1)parser,解析网页,获取问题urls(有个问题,为啥我每次都只能获取3个有效的问题url?这个似乎是知乎利用js动态加载的,在network中发现batch,是post请求,post requset_payload,似乎用于加载新的url,但是Content-Type:application/x-protobuf,导致我看到额request_payload是乱码,这个以后再研究),利用回调函数,传值给question_parser

def parse(self, response):  #默认调用parse函数
        all_urls = response.xpath('.//@href').extract()
        #all_urls = response.css('a::attr(href)').extract()
        all_urls = [urljoin(response.url,url) for url in all_urls]
        #过滤掉javascript等其他无用url
        #all_urls = filter(lambda x:True if 'https' in x else False,all_urls)
        #过滤掉非question的url
        for url in all_urls:
            print(url)
            match_obj = re.match("(.*zhihu.com/question/(\d+))(/|$).*",url)
            if match_obj:
                requests_url = match_obj.group(1)   #获取url
                question_id = match_obj.group(2)    #获取问题id
                yield scrapy.Request(url,headers=self.header,meta={'question_id':question_id},callback=self.question_parser)
           

2)question_parser,传入已经获取的url,提取需要的内容进item中,利用item_loader = zhihu_Loader(item=ZhihuQuestionItem(), response=response)声明item_loader,利用question_item = item_loader.load_item()将值load进item中,最后切记yield question_item,结尾将构造的answer_json_url利用回调函数传值给answer_parser

def question_parser(self,response):
    item_loader = zhihu_Loader(item=ZhihuQuestionItem(), response=response)  # response 是scrapy返回的response
    item_loader.add_value("question_id", response.meta['question_id'])
    item_loader.add_value("question_url", response.url)
    item_loader.add_xpath("question_title",'//h1[@class="QuestionHeader-title"]/text()') #在scrapy.Field中处理
    item_loader.add_xpath("topic", '//div[@class="QuestionHeader-topics"]//text()')         #利用“//”标识旗下的咨询节点    #多个topic,需要处理,在scrapy.Field里进行处理
    item_loader.add_xpath("answer_num", '//a[@class="QuestionMainAction"]//text()')      #多个topic,需要处理,在scrapy.Field里进行处理,少于3个答案,可以num = 0
    item_loader.add_xpath("comment_num", '//button [@class="Button Button--plain"]/text()')
    item_loader.add_xpath("watch_num", '//div[@class="NumberBoard-item"]/div[2]/text()')
    item_loader.add_xpath("focus_num", '//button[@class="Button NumberBoard-item Button--plain"]/div[2]/text()')
    item_loader.add_xpath("content", '//div[@class="QuestionRichText QuestionRichText--expandable QuestionRichText--collapsed"]/div//text()')
    question_item = item_loader.load_item()

你的任务:
1. 根据这段知乎爬虫说明回答下列问题:
(a) 作者每次只能获取几个有效的问题url?
(b) batch 请求的 Content-Type 是什么?
(c) question_parser 结尾用回调函数把构造的 answer_json_url 传给哪个函数?
2. 判断以下说法是否符合这段知乎爬虫说明,回答“是”或“否”,并引用原文中起决定作用的文字:
(a) 在 network 中发现的 batch 是 GET 请求。
(b) 作者看到的 request_payload 是乱码。
(c) question_parser 利用 item_loader.load_item() 将值载入 item。
3. 从这段知乎爬虫说明停下的地方接着往下写。

(来自数据源的条目)

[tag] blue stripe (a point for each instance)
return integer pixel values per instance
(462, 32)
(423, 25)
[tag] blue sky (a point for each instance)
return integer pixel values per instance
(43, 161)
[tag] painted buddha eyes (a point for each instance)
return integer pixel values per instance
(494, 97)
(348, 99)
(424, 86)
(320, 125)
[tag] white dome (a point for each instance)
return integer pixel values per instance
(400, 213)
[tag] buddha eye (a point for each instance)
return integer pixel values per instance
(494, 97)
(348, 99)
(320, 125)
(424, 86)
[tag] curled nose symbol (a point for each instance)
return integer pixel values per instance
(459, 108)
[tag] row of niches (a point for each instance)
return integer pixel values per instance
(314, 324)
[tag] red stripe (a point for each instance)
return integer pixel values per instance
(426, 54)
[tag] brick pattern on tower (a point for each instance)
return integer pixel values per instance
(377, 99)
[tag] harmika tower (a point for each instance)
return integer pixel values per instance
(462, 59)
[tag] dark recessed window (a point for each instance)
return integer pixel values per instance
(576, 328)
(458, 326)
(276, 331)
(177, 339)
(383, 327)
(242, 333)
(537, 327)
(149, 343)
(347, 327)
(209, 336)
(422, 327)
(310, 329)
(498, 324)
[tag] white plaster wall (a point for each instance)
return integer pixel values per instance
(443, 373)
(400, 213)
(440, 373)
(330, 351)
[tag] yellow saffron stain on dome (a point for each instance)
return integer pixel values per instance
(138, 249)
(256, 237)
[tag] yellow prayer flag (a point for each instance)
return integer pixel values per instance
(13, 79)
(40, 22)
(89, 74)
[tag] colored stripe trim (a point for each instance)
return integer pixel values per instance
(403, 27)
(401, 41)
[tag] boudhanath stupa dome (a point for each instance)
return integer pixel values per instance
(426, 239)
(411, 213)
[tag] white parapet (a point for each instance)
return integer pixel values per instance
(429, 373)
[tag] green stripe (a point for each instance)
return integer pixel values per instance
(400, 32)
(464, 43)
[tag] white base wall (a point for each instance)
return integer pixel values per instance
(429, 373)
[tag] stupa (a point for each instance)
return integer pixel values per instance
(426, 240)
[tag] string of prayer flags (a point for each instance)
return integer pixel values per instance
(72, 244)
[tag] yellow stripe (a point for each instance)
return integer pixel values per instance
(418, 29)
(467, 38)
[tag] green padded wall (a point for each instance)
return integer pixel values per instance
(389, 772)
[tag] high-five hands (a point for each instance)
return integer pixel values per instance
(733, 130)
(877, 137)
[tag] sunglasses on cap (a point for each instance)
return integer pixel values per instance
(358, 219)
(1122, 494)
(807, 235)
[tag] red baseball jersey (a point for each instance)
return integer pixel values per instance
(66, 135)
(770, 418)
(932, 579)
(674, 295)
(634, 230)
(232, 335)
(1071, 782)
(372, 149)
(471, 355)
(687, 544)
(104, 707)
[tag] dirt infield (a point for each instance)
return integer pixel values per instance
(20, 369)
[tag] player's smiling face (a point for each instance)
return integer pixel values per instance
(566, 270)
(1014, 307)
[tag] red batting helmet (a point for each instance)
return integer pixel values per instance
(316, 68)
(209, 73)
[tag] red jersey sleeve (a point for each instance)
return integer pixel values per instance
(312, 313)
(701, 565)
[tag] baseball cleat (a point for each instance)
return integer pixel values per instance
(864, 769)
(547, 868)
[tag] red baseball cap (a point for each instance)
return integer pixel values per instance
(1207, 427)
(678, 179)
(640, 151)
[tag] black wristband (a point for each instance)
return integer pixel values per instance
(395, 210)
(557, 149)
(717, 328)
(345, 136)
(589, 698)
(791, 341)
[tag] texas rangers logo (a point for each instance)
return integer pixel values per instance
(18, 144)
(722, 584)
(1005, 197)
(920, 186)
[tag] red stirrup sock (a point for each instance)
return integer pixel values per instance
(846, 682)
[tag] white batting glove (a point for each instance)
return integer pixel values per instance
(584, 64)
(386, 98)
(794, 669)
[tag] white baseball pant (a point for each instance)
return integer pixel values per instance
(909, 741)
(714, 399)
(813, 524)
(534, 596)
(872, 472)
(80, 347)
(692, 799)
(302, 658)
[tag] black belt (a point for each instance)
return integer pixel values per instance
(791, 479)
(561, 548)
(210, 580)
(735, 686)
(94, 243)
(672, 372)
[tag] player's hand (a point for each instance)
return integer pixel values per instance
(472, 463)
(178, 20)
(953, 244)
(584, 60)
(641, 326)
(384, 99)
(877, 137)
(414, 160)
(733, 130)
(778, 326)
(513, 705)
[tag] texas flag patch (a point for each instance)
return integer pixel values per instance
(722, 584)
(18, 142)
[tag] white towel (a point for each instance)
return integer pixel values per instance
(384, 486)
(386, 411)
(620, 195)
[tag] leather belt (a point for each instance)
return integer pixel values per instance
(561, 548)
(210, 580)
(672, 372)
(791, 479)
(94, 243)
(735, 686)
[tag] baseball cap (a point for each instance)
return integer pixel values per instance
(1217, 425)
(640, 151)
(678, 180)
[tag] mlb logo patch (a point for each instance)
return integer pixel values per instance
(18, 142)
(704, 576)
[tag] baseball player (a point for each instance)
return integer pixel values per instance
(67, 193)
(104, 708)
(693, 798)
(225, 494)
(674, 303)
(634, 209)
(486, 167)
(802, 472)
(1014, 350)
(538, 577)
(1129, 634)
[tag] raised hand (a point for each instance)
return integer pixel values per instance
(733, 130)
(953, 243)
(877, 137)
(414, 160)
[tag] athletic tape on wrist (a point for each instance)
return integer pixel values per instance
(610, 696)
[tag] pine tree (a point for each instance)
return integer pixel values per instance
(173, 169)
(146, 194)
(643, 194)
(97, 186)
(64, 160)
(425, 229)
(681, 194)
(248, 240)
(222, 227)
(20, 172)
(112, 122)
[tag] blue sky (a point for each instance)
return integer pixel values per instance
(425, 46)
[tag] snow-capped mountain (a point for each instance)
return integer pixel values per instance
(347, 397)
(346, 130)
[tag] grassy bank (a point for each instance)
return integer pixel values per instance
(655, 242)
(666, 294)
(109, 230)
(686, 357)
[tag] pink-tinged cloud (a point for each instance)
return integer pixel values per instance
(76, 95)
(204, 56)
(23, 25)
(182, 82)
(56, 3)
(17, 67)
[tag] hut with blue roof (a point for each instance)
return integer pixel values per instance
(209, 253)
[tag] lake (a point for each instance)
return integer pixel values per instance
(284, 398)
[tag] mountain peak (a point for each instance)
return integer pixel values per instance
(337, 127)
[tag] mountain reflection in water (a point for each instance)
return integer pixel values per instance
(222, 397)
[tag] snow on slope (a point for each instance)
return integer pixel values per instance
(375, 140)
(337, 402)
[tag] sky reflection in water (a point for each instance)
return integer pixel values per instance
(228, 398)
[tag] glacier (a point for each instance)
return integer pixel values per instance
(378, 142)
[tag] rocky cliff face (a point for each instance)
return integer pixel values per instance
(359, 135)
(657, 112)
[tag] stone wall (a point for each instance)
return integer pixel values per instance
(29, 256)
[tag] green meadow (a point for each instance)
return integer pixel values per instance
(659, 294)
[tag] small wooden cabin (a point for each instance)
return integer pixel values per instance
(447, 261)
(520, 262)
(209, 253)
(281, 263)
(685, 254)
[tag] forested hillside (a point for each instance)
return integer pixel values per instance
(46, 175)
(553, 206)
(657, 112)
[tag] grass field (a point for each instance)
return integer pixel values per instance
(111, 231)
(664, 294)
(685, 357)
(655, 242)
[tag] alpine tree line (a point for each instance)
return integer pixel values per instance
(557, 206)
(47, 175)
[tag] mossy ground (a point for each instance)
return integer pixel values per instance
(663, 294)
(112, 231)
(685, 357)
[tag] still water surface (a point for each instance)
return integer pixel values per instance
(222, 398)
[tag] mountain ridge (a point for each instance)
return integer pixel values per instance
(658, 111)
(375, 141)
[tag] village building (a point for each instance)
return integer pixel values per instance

练习答案:
1.
(a) 3个。
(b) application/x-protobuf。
(c) answer_parser。

2.
(a) 否。“是post请求”
(b) 是。“导致我看到额request_payload是乱码”
(c) 是。“利用question_item = item_loader.load_item()将值load进item中”

3.
这个地方利用抓包获取了问题的回答json包,直接构造json_url,传给answer_parser函数

answer_json_url = "https://www.zhihu.com/api/v4/questions/{0}/answers?include=data[*].is_normal,admin_closed_com" \
                      "ment,reward_info,is_collapsed,annotation_action,annotation_detail,collapse_reason,is_sticky,collapsed_by" \
                      ",suggest_edit,comment_count,can_comment,content,editable_content,voteup_count,reshipment_settings,comment_permi" \
                      "ssion,created_time,updated_time,review_info,question,excerpt,relationship.is_authorized,is_author,voting,is_thanked,is" \
                      "_nothelp,upvoted_followees;data[*].mark_infos[*].url;data[*].author.follower_count,badge[?(type=best_answerer)].topics&offset" \
                      "={1}&limit={2}&sort_by=default".format(response.meta['question_id'],0,20)        #注意format用法
    yield scrapy.Request(answer_json_url, headers=self.header, callback=self.answer_parser)
    yield question_item
           

3)answer_parser,和question_parser差不多,但是没有用item_loader,因为每次json_data是获取20条内容,通过if is_end==False,判断是否还有后续数据通过 yield scrapy.Request进行递归循环,获取所有数据。

def answer_parser(self,response):
    #利用json处理answer
    answer_json = json.loads(response.text)
    #is_start用于判断json页面是否是最后一页
    is_start = answer_json['paging']['is_start']
    is_end = answer_json['paging']['is_end']
    next_url = answer_json['paging']['next']

    #获取每个答案
    for answer in answer_json['data']:
        answer_item = ZhihuAnswerItem()
        answer_item['author_name'] = answer['author']['name']
        answer_item['author_id'] = answer['author']['id']
        answer_item['answer_content'] = answer['content']
        answer_item['answer_url'] = answer['url']
        answer_item['question_id'] = answer['question']['id']
        answer_item['answer_parise_num'] = answer['voteup_count']
        answer_item['answer_comments_num'] = answer['comment_count']
        answer_item['answer_creat_time'] = datetime.datetime.fromtimestamp(answer['created_time'])  #时间戳转化为时间
        answer_item['answer_update_time'] = datetime.datetime.fromtimestamp(answer['updated_time']) #时间戳转化为时间
        answer_item['answer_crawl_time'] = datetime.date.today()
        yield answer_item
    if is_end==False:
        yield scrapy.Request(next_url,headers=self.header,callback=self.answer_parser)
           

4.采用异步方法将数据插入mysql中

1)方法1:def do_insert(self, cursor, item)方法,具有高配置性,

class MysqlTwistedPipline_getSQLfunc(object):
    # 采用异步插入数据库中
    def __init__(self, dbpool):
        self.dbpool = dbpool

@classmethod
def from_settings(cls, settings):
    dbparms = dict(
        host=settings["MYSQL_HOST"],
        port=settings["MYSQL_PORT"],
        user=settings["MYSQL_USER"],
        passwd=settings["MYSQL_PASSWORD"],
        db=settings["MYSQL_DB"],
        use_unicode=True,
        charset=settings["MYSQL_CHARSET"],
    )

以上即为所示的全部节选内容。